▶ Yazılı alıştırma A: Darbeler diyalektiği yazısına göre Demokrat Parti'yi kimler kurdu?

▶ Belge bölümü:
Darbeler diyalektiği: Diren demokrasi!

~ 09.06.2017, Emre KONGAR ~

İsmet Paşa, Atatürk’ün Cumhuriyet Devrimi’ni Demokrasiyle taçlandırmak için: 
Demokratik rejimi kuracak ve geliştirecek olan Sermaye ve İşçi Sınıfları oluşmadan... 
Çok Partili Düzen’e geçti. 
Toplumda çağdaş sınıflar oluşmamış olduğu için, Demokratik rejimi işletmesi beklenen muhalefet görevini, Din-Tarım toplumunun temsilcileri olan Toprak Ağalarının kurduğu Demokrat Parti yüklendi. 
Çok Partili Düzen bağlamında, muhalefetle yarışmak için CHP, daha iktidardayken, Cumhuriyet Devrimleri’nden ödünler vermeye başladı... (Köy Enstitüleri vs.)

▶ Verilen girdiler:
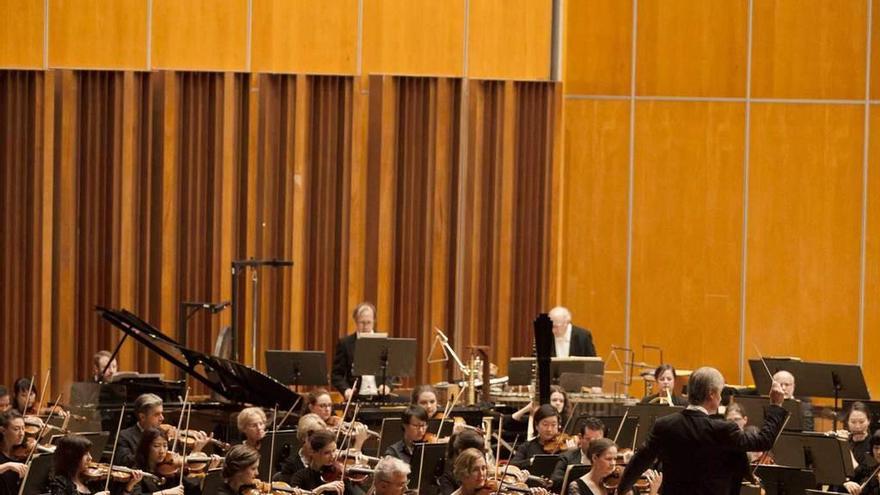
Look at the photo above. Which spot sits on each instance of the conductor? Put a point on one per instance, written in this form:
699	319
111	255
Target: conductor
701	454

▶ Yazılı alıştırma B: Yukarıdaki girdilerin satırlarını Sıra ve Satır sütunlarından oluşan bir Markdown tablosu olarak biçimlendir. Boş satırları ve resimleri yanıta alma.

▶ Tam yanıt A: Din-Tarım toplumunun temsilcileri olan Toprak Ağaları.

▶ Tam yanıt B:
| Sıra | Satır |
|---|---|
| 1 | Look at the photo above. Which spot sits on each instance of the conductor? Put a point on one per instance, written in this form: |
| 2 | 699	319 |
| 3 | 111	255 |
| 4 | Target: conductor |
| 5 | 701	454 |